■ **Work to complete**: Set out the entries from their start through the line containing "positive clicks: (44, 426)" as a JSON list of strings, one string per line, skipping blank lines and leaving out the picture.

■ **Recorded information**:
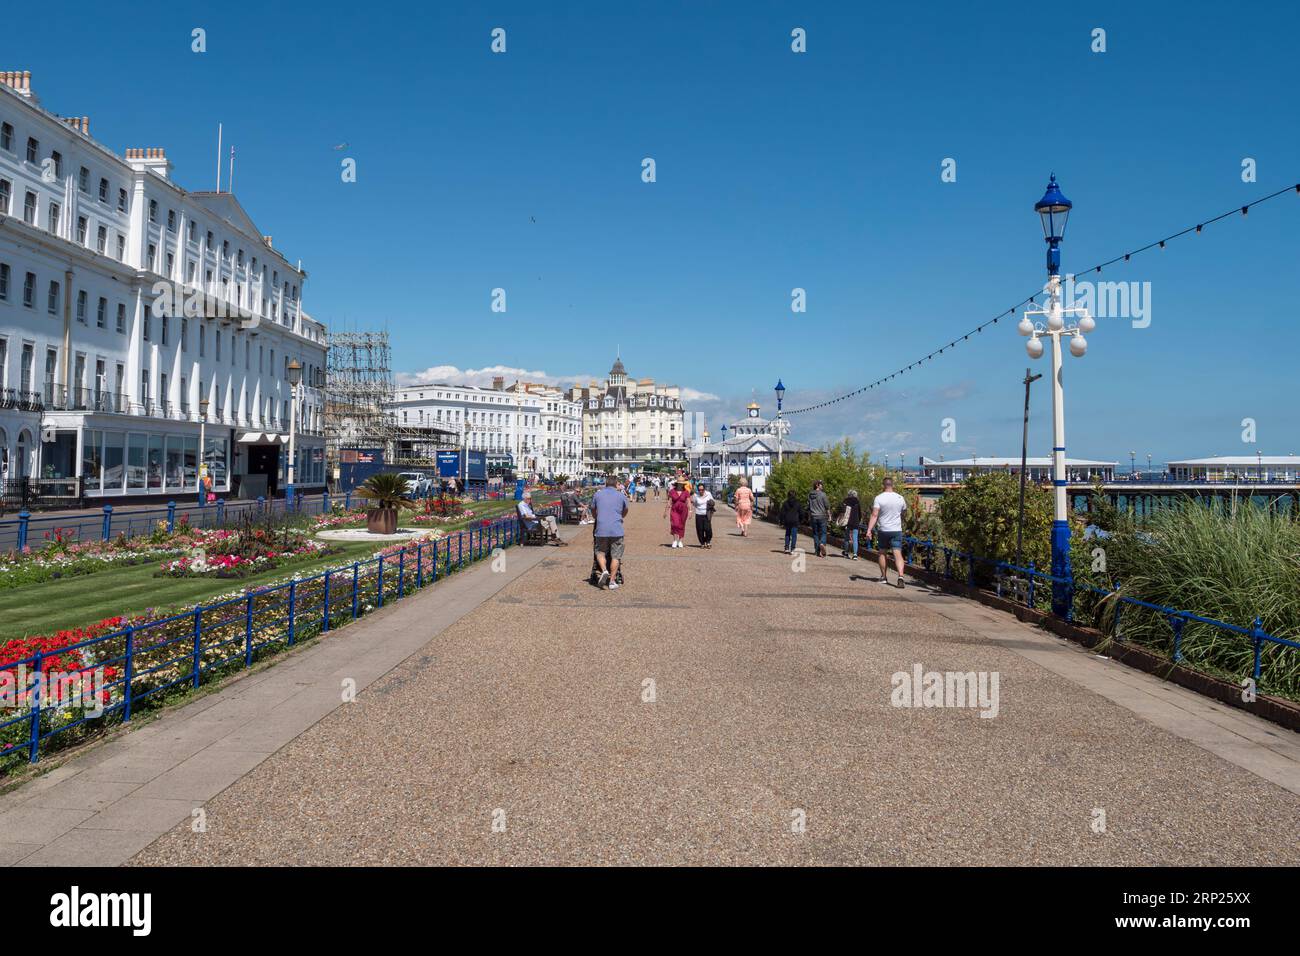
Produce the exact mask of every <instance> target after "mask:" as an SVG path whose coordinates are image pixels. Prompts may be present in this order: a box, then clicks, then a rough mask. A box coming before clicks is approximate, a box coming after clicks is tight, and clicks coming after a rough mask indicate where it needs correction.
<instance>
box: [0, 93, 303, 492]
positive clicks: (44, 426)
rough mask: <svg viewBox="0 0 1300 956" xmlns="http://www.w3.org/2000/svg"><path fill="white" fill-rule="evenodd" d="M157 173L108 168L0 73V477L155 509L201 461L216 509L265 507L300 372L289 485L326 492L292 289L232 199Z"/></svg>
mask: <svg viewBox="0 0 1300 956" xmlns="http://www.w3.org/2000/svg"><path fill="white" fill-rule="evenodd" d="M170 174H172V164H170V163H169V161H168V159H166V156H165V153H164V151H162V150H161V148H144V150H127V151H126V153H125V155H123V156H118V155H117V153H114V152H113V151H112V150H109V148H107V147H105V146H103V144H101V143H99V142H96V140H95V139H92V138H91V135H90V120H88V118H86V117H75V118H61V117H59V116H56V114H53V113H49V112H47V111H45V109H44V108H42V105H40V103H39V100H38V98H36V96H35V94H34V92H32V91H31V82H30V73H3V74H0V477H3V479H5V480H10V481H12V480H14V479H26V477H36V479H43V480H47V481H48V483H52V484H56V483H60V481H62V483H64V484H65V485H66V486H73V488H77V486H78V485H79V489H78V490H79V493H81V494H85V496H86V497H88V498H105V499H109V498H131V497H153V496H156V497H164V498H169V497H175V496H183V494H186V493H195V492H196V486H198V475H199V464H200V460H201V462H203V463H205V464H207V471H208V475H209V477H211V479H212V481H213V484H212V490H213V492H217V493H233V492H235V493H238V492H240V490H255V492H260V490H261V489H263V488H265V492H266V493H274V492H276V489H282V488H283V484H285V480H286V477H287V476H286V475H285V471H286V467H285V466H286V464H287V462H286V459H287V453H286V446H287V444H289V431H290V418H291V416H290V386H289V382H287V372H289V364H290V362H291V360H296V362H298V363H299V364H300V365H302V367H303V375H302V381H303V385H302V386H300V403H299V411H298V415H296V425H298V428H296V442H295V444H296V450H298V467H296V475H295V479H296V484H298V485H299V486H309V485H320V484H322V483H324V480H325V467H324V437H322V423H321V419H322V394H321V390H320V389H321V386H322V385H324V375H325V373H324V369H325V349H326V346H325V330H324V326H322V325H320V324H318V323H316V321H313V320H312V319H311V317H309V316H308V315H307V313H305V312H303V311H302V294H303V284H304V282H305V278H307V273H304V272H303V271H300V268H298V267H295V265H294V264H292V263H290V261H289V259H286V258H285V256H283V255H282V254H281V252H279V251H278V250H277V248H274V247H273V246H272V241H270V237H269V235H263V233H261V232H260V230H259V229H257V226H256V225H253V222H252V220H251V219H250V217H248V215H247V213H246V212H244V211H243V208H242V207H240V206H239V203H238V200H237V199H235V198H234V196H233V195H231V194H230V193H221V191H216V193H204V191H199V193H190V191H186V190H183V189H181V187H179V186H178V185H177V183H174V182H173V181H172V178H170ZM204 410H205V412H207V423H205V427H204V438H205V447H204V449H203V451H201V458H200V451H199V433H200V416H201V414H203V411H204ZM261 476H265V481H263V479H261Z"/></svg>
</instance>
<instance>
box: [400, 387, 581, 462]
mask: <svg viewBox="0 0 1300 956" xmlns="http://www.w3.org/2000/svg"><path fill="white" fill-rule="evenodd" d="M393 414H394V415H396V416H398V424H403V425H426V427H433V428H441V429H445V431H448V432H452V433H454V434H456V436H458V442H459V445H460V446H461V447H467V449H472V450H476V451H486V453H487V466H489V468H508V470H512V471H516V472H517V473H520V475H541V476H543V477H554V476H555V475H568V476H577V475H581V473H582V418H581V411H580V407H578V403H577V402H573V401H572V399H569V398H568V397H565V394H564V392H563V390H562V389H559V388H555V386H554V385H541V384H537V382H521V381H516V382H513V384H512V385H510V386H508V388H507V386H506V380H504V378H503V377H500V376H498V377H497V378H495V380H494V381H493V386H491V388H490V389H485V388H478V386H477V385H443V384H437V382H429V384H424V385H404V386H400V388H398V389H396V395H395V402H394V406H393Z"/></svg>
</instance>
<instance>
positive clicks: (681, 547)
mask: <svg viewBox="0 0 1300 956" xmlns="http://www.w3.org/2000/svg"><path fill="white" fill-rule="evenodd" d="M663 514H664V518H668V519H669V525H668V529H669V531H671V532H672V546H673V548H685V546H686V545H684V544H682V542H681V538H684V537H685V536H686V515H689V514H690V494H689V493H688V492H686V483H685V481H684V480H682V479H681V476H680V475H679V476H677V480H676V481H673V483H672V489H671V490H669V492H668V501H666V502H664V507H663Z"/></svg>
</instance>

■ **Result**:
[
  "Produce the exact mask of every <instance> target after \"mask:\" as an SVG path whose coordinates are image pixels. Prompts may be present in this order: a box, then clicks, then a rough mask. A box coming before clicks is approximate, a box coming after clicks is tight, and clicks coming after a rough mask indicate where it needs correction.",
  "<instance>",
  "box: [0, 93, 303, 492]",
  "positive clicks: (44, 426)"
]